## [AUFGABENSTELLUNG]
(a) Liste alle Bezeichnungen aus Substantiv mit Adjektiv auf, mit denen der Text Prof. Philipps charakterisiert.
(b) Schreibe den Abschnitt des Textes neu, der bei den Worten "Herr Prof. Philipps" beginnt und nach "und mündliche Darstellungsgabe." endet. Setze dabei "Rechtsgelehrter" an die Stelle von "Jurist".

## [TEXT]
"""

Herr Prof. Philipps [Phillips] ist gewiß ein talentvoller Mann und ein achtungswerther Gelehrter, aber auch ein gewaltiger Ultramontane, der in seinem Kirchenrechte die Infallibilität des Papstes behauptet. Ein sehr geistvoller katholischer Jurist, der sich durch einige Monographien in den Bülauischen Jahrbüchern ausgezeichnet und zugleich eine schwierige Praxis durchgemacht hat, ist der Ihnen vielleicht bekannte Herr Franz Poland. Seine juridische Gelehrsamkeit ist ebenso rühmenswerth wie seine schriftliche und mündliche Darstellungsgabe.

"""

## [BEREITGESTELLTES MATERIAL]
"""

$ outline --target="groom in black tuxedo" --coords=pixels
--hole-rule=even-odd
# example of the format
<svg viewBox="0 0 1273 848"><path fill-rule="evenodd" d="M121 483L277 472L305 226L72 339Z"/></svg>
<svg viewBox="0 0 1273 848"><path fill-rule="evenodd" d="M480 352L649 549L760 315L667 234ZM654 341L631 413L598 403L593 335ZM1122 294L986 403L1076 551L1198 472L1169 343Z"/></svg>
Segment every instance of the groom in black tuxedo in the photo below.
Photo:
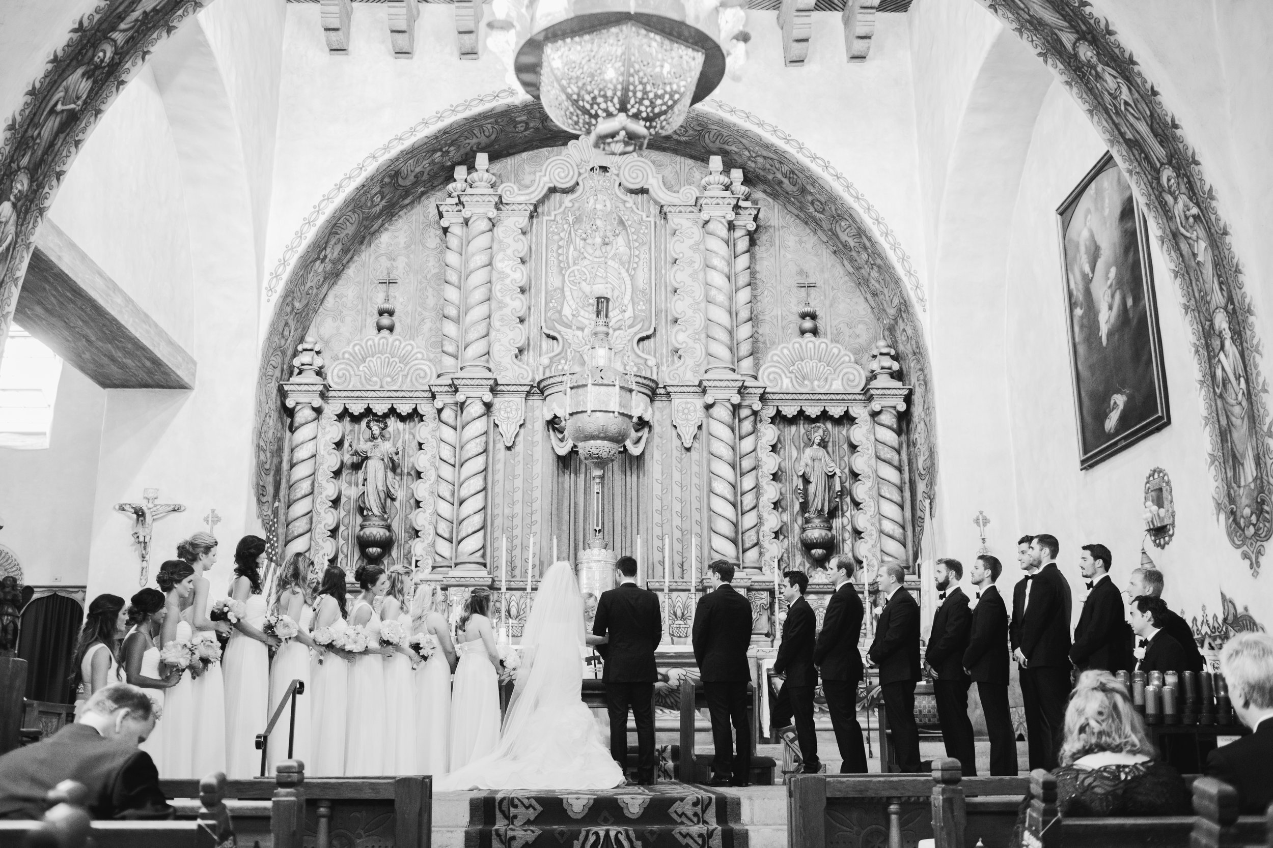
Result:
<svg viewBox="0 0 1273 848"><path fill-rule="evenodd" d="M654 783L654 648L663 638L658 595L636 585L636 561L619 557L615 563L617 589L602 592L597 601L593 636L610 636L597 646L605 659L601 679L606 684L610 713L610 755L628 763L628 709L636 720L636 782Z"/></svg>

"""

## [LÖSUNGEN]
(a) ein talentvoller Mann, ein achtungswerther Gelehrter, ein gewaltiger Ultramontane

(b)
Herr Prof. Philipps [Phillips] ist gewiß ein talentvoller Mann und ein achtungswerther Gelehrter, aber auch ein gewaltiger Ultramontane, der in seinem Kirchenrechte die Infallibilität des Papstes behauptet. Ein sehr geistvoller katholischer Rechtsgelehrter, der sich durch einige Monographien in den Bülauischen Jahrbüchern ausgezeichnet und zugleich eine schwierige Praxis durchgemacht hat, ist der Ihnen vielleicht bekannte Herr Franz Poland. Seine juridische Gelehrsamkeit ist ebenso rühmenswerth wie seine schriftliche und mündliche Darstellungsgabe.